> _TASK_
How many lines in the entries below contain the word "wall"? Reply with only the number.

> _EXERCISE DATA_
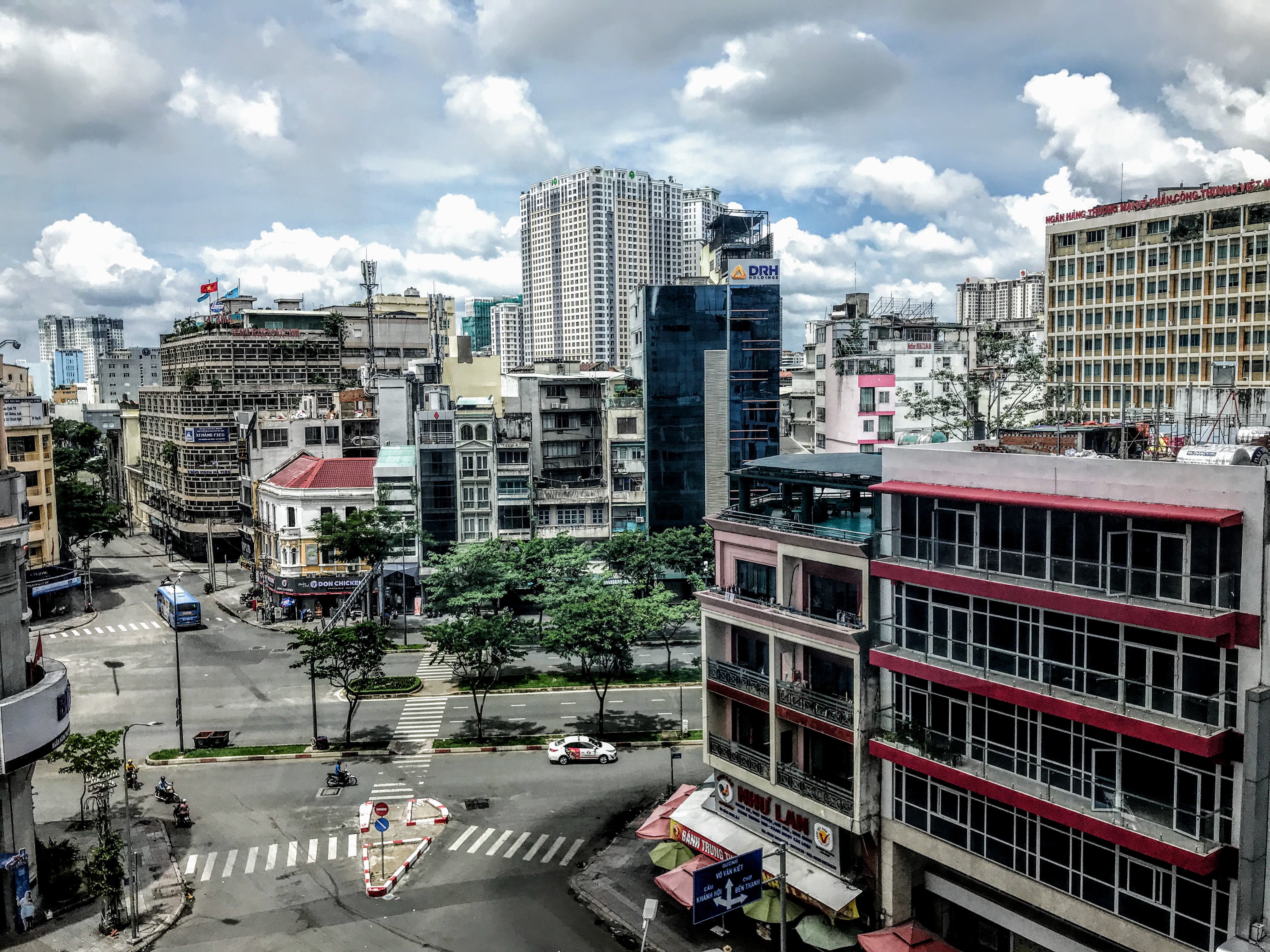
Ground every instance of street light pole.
[122,721,163,942]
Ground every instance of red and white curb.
[362,836,432,898]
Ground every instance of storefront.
[260,571,362,620]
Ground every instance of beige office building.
[1045,180,1270,424]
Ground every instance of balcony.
[776,680,855,730]
[772,767,856,814]
[710,734,771,777]
[706,658,769,698]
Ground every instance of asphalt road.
[36,748,706,952]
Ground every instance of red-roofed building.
[255,453,375,617]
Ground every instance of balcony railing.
[706,658,769,698]
[710,734,771,777]
[772,767,856,814]
[776,680,855,728]
[715,509,872,546]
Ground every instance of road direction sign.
[692,849,763,925]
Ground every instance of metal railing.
[710,734,771,777]
[776,764,856,814]
[776,680,855,728]
[706,658,771,698]
[715,508,872,545]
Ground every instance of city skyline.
[0,0,1270,355]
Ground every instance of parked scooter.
[326,763,357,787]
[155,777,180,803]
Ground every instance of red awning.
[653,853,719,909]
[635,783,696,839]
[869,480,1243,525]
[856,919,958,952]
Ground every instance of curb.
[146,748,392,767]
[432,740,701,754]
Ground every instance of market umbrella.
[648,839,693,870]
[741,890,806,923]
[794,915,859,949]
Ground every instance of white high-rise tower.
[521,165,683,367]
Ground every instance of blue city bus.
[155,585,202,628]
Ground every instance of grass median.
[432,731,701,750]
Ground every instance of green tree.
[895,325,1045,439]
[287,621,392,744]
[423,540,516,616]
[542,580,640,738]
[635,584,701,675]
[511,534,594,637]
[428,612,528,740]
[44,730,123,823]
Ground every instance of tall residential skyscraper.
[521,165,683,366]
[956,272,1045,326]
[683,185,728,275]
[39,314,123,377]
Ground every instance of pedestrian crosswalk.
[180,823,586,883]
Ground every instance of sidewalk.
[569,811,762,952]
[18,816,186,952]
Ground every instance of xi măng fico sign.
[714,774,842,873]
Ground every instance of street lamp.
[123,721,163,942]
[159,572,186,754]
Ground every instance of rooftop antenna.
[362,259,379,386]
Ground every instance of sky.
[0,0,1270,360]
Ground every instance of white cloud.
[168,70,282,146]
[843,155,987,212]
[677,23,903,122]
[1164,60,1270,145]
[0,13,164,152]
[1021,70,1270,197]
[443,75,564,165]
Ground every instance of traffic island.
[357,797,449,898]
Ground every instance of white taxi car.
[547,734,617,767]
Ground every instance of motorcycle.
[155,778,180,803]
[326,770,357,787]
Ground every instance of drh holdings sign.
[715,774,842,873]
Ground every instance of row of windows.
[893,584,1239,728]
[894,674,1234,844]
[891,767,1231,952]
[897,496,1243,608]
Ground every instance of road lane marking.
[521,833,549,862]
[539,836,564,863]
[503,833,529,859]
[485,830,512,856]
[449,826,476,853]
[560,839,582,866]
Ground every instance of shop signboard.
[714,774,842,873]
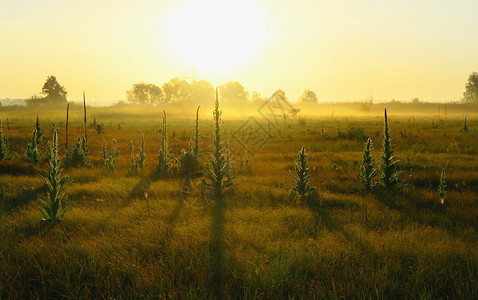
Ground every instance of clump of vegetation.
[26,128,41,166]
[129,133,147,175]
[35,116,43,145]
[291,146,316,200]
[156,111,171,178]
[380,109,400,190]
[201,89,236,200]
[179,107,202,178]
[101,139,119,172]
[40,125,69,223]
[95,123,105,134]
[359,138,377,192]
[0,119,10,160]
[65,137,91,168]
[438,168,446,204]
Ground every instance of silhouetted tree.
[270,90,289,101]
[42,75,67,102]
[126,82,164,104]
[163,77,191,102]
[299,90,317,103]
[463,72,478,103]
[219,81,248,104]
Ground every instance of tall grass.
[40,125,69,223]
[292,146,316,201]
[359,138,377,192]
[380,109,400,190]
[156,111,171,178]
[201,89,235,201]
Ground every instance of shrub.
[0,119,10,160]
[438,168,446,204]
[380,109,400,190]
[40,125,69,223]
[201,89,235,200]
[26,128,41,166]
[156,111,171,178]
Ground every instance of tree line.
[126,77,317,105]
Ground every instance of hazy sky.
[0,0,478,101]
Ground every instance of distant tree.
[163,77,191,102]
[299,90,317,103]
[190,80,214,104]
[42,75,67,102]
[219,81,248,104]
[250,91,267,103]
[463,72,478,103]
[126,82,163,104]
[270,90,289,101]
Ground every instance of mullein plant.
[359,138,377,192]
[379,109,400,191]
[40,125,69,224]
[65,137,91,168]
[0,119,10,161]
[156,111,171,179]
[26,128,41,166]
[438,168,447,205]
[35,115,43,145]
[201,88,236,201]
[179,107,202,179]
[129,133,147,175]
[291,146,316,200]
[101,139,119,172]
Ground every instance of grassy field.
[0,103,478,299]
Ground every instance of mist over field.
[0,0,478,300]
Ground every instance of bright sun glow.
[162,0,268,75]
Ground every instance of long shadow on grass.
[0,185,46,213]
[210,197,226,299]
[307,199,372,252]
[127,177,151,204]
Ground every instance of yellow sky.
[0,0,478,102]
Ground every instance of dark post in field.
[83,91,88,142]
[65,103,70,152]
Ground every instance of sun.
[161,0,268,74]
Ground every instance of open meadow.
[0,104,478,299]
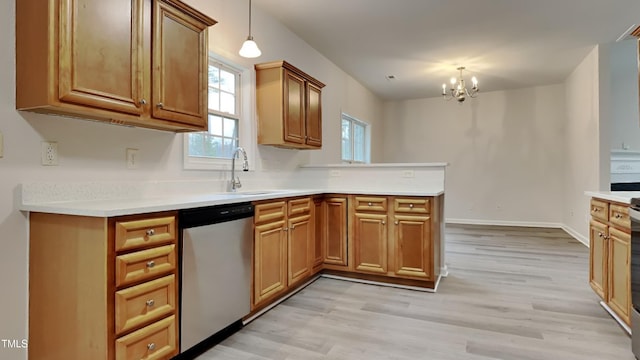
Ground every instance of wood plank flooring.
[198,225,634,360]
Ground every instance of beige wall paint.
[384,85,564,225]
[0,0,382,359]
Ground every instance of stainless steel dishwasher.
[179,202,254,358]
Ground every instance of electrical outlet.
[402,170,415,178]
[127,148,139,169]
[41,141,58,166]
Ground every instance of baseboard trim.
[320,274,441,293]
[562,225,589,247]
[600,301,631,335]
[242,275,321,326]
[444,219,564,229]
[445,219,589,247]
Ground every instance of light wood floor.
[198,225,634,360]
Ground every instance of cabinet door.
[589,220,609,301]
[324,197,347,266]
[284,70,306,144]
[353,213,388,274]
[287,215,313,285]
[311,199,324,272]
[607,228,631,324]
[151,0,208,130]
[58,0,148,114]
[306,83,322,147]
[253,220,287,305]
[393,215,434,280]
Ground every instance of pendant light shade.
[238,0,262,58]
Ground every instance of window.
[184,55,251,169]
[342,113,370,163]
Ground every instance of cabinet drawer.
[591,198,609,222]
[254,201,287,223]
[116,216,176,251]
[608,204,631,231]
[393,198,431,214]
[116,315,178,360]
[289,198,311,216]
[115,274,176,334]
[354,196,387,212]
[116,244,176,286]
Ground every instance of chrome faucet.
[229,146,249,192]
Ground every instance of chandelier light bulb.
[239,36,262,58]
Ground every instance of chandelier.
[442,66,479,104]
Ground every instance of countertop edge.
[19,189,444,217]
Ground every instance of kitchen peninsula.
[20,163,446,359]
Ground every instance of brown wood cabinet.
[589,198,631,325]
[29,212,179,360]
[16,0,216,131]
[251,197,315,309]
[323,196,349,269]
[352,195,439,281]
[255,61,324,149]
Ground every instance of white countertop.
[19,189,444,217]
[584,191,640,204]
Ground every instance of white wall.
[561,47,609,239]
[600,39,640,152]
[384,85,565,226]
[0,0,382,359]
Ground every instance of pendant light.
[239,0,262,58]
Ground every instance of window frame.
[183,52,255,170]
[340,112,371,164]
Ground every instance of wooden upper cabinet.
[58,0,144,115]
[151,1,209,129]
[255,61,324,149]
[16,0,216,131]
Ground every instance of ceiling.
[253,0,640,100]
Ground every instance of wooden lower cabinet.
[252,219,287,304]
[287,215,314,285]
[324,196,348,267]
[589,198,631,325]
[251,197,315,310]
[353,213,388,275]
[607,228,631,324]
[589,220,609,299]
[393,215,437,280]
[29,212,179,360]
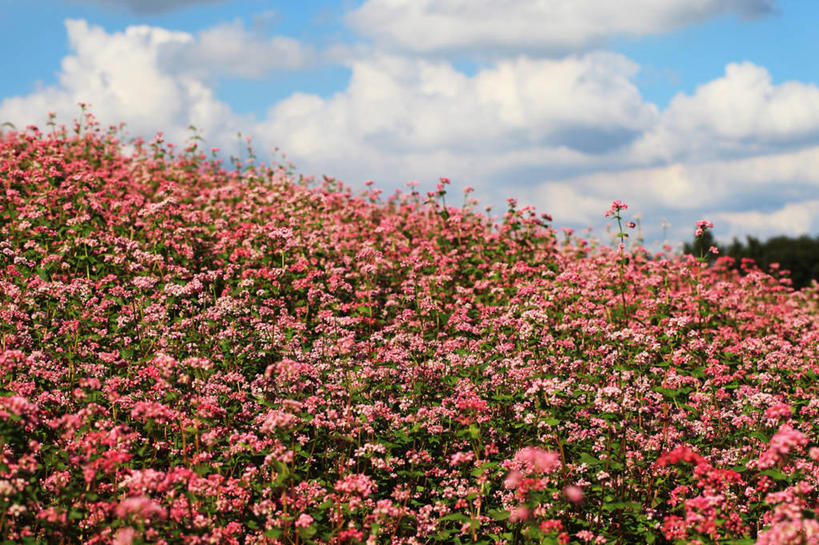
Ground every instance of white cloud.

> _FULL OUTPUT_
2